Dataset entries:
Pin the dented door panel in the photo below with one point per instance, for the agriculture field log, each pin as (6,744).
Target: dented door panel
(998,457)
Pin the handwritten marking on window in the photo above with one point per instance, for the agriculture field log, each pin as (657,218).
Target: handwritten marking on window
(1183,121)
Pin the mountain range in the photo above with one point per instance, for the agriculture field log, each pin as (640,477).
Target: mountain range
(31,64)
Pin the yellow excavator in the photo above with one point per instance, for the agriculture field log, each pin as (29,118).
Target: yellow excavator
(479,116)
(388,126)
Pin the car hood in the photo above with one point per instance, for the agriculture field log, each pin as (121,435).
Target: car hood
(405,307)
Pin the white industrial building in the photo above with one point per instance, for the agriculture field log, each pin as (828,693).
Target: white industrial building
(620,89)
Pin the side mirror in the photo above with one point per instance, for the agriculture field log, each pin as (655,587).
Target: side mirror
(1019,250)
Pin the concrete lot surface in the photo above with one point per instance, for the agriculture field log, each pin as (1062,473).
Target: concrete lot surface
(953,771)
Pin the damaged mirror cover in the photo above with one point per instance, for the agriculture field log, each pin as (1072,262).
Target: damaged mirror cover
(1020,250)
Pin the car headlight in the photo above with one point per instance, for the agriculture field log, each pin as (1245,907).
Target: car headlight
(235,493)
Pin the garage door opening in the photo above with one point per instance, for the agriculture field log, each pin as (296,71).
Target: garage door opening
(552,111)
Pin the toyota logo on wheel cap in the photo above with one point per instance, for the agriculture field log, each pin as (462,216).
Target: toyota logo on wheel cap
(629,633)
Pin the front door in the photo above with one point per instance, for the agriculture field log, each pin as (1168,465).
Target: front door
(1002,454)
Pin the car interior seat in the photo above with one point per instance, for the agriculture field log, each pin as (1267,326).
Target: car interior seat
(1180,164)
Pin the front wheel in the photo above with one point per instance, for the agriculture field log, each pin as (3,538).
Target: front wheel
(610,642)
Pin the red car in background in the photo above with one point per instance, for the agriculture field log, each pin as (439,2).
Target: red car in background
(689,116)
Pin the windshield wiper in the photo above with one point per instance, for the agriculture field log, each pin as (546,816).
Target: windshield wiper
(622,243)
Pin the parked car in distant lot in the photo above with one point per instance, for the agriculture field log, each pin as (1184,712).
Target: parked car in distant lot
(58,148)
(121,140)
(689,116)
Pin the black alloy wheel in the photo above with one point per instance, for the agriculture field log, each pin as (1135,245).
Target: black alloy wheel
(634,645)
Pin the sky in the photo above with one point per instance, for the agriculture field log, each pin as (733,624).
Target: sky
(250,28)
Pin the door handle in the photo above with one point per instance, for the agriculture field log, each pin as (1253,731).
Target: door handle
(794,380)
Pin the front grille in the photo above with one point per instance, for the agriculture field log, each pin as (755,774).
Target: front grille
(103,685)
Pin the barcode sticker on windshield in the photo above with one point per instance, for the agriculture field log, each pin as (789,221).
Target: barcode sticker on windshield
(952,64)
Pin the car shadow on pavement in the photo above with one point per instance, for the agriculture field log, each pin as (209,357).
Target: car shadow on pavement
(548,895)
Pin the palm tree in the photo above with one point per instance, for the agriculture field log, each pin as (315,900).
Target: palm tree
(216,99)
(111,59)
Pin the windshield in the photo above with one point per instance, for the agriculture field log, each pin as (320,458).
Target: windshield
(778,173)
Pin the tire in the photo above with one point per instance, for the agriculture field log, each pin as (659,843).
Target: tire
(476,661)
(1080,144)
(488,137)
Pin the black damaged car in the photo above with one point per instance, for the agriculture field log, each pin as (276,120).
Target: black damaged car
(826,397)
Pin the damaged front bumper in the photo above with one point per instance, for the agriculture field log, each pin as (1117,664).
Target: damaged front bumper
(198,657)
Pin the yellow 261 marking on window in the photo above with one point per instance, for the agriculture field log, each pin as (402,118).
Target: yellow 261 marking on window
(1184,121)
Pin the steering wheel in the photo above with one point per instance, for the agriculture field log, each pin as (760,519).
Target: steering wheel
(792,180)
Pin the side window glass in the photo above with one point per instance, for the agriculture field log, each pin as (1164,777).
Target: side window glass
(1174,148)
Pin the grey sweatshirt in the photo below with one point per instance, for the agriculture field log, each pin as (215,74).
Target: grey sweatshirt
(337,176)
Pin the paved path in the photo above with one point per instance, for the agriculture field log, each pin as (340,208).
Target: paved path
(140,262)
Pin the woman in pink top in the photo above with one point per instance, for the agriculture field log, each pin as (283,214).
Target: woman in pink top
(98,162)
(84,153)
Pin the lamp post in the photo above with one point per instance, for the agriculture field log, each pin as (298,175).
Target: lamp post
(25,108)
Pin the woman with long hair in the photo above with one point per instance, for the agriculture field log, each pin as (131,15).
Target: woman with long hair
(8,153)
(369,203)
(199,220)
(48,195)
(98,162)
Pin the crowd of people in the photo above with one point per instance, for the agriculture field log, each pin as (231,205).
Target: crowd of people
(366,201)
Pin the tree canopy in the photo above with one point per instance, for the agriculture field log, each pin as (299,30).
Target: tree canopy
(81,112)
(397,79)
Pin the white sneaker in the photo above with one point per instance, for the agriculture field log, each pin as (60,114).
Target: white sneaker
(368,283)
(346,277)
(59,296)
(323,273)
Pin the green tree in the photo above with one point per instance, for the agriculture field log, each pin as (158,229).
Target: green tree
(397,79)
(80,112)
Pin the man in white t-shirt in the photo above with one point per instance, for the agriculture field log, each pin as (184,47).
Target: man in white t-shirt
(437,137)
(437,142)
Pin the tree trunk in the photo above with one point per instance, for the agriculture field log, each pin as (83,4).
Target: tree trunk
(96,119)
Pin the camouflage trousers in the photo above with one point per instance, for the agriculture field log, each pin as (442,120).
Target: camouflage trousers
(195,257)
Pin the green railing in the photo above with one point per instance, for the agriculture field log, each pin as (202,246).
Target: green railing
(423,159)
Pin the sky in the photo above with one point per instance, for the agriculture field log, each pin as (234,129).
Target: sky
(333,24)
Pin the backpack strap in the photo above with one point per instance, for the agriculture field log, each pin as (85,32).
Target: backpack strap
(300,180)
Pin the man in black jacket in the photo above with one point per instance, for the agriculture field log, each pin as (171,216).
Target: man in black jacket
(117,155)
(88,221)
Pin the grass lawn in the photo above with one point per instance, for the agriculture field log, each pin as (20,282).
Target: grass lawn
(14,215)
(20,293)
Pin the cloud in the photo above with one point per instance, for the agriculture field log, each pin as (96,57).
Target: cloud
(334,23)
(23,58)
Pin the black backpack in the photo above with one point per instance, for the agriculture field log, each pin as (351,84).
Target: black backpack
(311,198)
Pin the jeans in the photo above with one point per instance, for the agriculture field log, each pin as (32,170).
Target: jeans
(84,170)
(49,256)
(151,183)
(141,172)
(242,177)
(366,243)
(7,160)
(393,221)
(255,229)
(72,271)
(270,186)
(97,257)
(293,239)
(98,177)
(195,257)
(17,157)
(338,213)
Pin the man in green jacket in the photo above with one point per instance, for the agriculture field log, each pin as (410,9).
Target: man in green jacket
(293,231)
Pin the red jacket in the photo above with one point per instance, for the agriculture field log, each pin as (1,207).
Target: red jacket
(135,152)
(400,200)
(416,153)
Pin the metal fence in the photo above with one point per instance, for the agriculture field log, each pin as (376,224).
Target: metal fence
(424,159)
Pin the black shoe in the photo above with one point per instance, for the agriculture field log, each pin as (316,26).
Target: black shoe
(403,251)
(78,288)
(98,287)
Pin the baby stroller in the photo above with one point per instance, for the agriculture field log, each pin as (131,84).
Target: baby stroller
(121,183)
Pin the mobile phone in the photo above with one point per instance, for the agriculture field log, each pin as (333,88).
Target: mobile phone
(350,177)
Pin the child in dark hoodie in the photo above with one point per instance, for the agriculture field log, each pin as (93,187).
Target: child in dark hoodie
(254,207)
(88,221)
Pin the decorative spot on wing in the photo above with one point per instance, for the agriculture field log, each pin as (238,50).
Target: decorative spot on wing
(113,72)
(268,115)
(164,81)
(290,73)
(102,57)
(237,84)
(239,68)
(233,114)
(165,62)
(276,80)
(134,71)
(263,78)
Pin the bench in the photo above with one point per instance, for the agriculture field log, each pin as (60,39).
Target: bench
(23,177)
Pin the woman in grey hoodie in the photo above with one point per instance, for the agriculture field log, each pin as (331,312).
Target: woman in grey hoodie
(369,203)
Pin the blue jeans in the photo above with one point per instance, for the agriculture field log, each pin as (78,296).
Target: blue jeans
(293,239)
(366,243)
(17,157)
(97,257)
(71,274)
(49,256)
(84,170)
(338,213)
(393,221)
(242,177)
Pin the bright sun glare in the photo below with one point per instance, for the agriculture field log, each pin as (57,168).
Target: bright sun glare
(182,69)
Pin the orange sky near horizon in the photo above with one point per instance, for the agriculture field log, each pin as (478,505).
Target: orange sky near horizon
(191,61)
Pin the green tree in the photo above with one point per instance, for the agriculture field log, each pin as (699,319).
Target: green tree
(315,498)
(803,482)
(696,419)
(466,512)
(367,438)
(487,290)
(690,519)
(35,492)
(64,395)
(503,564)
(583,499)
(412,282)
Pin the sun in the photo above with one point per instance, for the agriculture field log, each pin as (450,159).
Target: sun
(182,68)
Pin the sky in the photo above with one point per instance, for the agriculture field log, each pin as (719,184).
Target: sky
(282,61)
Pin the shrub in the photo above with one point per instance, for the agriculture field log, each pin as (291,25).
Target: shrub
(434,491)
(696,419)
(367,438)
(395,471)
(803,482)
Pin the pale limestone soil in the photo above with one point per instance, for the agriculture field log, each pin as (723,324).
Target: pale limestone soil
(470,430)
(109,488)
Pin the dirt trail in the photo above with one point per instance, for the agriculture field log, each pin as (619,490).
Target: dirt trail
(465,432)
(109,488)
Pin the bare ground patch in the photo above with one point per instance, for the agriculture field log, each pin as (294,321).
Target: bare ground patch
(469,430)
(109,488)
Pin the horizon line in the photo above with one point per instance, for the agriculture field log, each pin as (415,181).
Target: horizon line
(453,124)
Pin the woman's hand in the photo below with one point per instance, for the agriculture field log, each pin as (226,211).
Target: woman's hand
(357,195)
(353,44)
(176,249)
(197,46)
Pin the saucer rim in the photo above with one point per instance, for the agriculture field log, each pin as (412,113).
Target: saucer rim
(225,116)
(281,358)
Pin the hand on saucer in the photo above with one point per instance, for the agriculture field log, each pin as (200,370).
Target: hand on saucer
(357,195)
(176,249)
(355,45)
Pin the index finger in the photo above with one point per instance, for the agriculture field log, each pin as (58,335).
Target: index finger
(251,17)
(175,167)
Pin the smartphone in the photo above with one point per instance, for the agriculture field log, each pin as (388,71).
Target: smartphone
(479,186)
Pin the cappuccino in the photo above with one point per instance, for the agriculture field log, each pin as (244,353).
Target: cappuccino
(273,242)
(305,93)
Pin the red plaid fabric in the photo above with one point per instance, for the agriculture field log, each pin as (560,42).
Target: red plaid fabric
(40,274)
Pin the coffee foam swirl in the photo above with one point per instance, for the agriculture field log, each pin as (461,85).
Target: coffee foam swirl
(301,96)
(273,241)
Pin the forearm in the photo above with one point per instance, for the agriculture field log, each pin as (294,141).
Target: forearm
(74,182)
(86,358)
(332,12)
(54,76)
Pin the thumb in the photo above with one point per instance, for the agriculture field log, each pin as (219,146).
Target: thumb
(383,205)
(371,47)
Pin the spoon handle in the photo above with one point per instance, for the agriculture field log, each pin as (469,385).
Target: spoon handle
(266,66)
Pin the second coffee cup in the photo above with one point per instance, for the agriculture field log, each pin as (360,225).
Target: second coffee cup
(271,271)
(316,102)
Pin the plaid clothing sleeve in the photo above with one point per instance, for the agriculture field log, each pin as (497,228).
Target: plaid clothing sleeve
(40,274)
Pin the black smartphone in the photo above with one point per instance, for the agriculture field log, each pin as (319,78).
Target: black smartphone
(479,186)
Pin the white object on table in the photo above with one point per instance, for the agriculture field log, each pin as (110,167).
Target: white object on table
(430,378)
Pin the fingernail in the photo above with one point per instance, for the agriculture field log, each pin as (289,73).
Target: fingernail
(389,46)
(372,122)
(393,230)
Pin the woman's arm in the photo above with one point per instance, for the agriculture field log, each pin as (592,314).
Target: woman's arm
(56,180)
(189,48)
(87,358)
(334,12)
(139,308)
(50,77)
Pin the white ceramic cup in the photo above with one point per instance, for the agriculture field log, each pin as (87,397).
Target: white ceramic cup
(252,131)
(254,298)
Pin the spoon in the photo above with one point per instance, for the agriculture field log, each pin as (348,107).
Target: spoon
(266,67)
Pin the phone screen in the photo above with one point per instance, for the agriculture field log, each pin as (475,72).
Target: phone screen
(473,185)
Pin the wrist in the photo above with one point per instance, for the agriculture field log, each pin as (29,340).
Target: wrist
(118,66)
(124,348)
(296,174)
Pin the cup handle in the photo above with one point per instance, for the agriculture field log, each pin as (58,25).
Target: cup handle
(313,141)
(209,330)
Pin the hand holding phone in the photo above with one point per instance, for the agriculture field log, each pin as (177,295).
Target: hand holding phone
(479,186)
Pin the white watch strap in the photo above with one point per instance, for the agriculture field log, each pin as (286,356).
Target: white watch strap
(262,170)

Assigned task: In the records above, which lines hold the string "below"? Copy each one.

Solved problem:
Pin the dented door panel in the photo below with one point per instance, for the agriculture field log, each pin as (6,744).
Pin the grey sweatshirt in the photo below with one point per instance, for the agriculture field log, each pin as (215,74).
Pin the bright sun glare in the photo below with one point per instance, for the agriculture field log, each pin as (57,168).
Pin the woman's hand in the photo below with one point per instance, for the agriculture field log, each pin as (226,211).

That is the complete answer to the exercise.